Check each line below for the word "negative", and copy those that have it.

Material for this task ->
....................

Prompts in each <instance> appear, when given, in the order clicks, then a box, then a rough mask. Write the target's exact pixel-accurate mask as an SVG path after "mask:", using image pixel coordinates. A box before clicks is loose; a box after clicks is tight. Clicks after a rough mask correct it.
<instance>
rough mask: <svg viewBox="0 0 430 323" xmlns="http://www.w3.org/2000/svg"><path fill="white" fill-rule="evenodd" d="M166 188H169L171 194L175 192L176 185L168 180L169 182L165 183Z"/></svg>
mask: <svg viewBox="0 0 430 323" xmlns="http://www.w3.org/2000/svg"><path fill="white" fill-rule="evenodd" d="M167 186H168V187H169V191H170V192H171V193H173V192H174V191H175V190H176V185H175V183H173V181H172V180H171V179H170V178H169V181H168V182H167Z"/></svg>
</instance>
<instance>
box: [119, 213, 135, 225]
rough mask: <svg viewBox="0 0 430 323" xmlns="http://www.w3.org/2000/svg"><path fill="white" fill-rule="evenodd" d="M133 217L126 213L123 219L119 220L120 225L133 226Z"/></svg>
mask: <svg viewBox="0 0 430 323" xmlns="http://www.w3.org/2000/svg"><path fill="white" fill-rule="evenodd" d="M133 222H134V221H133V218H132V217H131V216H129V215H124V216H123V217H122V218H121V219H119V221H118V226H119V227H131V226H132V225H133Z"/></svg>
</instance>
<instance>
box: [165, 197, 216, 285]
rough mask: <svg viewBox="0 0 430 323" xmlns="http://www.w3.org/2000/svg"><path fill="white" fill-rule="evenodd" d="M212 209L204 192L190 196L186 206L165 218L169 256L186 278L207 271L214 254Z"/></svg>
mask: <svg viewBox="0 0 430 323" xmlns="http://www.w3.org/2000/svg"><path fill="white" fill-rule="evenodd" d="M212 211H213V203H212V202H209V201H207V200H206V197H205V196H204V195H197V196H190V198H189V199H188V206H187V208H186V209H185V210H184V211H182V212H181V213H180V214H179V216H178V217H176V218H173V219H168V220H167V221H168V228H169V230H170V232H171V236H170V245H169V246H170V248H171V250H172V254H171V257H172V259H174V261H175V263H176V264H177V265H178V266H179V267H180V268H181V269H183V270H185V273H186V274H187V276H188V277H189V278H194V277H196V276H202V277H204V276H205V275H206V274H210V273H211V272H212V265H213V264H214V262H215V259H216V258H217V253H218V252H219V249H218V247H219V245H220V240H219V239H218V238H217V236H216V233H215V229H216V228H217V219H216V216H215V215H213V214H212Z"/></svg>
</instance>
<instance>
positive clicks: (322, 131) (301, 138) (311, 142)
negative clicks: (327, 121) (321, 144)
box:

....................

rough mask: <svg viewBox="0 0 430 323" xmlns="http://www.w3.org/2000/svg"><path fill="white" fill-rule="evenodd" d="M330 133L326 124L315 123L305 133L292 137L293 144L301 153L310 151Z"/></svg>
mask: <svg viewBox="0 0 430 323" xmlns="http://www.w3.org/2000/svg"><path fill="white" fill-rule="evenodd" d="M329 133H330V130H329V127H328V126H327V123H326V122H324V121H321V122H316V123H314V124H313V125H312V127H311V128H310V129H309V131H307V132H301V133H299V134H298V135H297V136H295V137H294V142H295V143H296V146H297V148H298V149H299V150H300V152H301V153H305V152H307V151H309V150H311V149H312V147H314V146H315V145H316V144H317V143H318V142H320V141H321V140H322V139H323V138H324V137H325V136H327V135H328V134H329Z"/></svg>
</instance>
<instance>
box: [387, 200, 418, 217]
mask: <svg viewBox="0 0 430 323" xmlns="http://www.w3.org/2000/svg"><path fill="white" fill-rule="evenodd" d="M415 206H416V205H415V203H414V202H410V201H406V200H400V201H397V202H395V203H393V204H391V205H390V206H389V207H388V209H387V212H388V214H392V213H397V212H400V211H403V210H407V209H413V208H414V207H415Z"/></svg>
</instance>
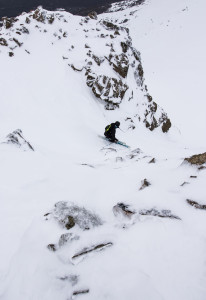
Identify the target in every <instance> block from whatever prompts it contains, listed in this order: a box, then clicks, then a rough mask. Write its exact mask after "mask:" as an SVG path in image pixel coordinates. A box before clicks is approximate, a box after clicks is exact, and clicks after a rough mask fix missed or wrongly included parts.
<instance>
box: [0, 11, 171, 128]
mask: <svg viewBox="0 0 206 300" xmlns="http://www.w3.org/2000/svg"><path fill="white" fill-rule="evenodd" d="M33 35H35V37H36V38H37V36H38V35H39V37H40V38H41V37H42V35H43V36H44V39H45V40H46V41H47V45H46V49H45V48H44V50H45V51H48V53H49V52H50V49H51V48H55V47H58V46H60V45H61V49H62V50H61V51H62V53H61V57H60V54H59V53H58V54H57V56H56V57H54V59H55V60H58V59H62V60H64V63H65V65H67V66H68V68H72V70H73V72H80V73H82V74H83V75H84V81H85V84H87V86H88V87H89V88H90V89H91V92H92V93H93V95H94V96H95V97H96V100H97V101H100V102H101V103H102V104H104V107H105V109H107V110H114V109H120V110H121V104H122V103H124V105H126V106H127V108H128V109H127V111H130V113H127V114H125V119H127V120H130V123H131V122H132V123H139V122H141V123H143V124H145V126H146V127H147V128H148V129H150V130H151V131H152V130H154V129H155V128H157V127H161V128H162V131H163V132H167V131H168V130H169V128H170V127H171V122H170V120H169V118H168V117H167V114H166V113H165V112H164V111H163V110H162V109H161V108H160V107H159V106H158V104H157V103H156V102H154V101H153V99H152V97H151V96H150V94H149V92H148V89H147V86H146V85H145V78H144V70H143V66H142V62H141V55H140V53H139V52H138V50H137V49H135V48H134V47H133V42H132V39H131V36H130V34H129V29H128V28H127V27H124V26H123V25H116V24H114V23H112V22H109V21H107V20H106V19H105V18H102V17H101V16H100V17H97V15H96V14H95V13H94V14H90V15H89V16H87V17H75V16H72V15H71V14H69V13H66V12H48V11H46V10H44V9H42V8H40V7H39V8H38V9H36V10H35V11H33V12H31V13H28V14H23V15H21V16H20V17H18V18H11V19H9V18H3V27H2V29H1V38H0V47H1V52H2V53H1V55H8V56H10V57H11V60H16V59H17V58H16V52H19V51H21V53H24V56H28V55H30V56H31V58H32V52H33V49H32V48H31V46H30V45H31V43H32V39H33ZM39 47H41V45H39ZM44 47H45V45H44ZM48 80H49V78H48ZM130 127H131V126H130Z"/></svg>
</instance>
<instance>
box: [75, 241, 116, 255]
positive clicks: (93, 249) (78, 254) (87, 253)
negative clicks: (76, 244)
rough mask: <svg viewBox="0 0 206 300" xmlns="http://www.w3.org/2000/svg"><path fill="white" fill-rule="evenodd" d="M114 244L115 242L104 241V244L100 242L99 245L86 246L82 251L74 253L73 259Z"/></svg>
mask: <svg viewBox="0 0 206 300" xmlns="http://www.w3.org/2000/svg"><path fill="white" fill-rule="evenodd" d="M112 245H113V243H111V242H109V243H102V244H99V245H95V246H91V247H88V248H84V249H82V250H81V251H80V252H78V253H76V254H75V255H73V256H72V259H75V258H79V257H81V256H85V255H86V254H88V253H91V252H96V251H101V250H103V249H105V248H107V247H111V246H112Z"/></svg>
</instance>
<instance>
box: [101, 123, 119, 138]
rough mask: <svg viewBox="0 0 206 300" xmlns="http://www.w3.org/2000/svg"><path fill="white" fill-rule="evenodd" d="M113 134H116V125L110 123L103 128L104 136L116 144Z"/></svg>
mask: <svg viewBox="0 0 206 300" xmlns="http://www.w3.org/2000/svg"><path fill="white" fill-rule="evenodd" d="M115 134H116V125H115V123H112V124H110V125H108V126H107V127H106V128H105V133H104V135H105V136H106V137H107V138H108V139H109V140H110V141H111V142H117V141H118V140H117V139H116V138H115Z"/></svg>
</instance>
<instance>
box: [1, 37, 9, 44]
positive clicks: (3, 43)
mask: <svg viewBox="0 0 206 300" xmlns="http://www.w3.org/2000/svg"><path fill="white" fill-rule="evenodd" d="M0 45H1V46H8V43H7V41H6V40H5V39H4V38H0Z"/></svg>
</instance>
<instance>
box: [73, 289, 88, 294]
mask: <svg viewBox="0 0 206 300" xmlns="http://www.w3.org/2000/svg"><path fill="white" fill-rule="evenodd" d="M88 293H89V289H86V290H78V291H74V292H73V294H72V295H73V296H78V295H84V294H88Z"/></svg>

....................

Task result ->
negative clicks: (327, 121) (321, 144)
negative clicks: (76, 244)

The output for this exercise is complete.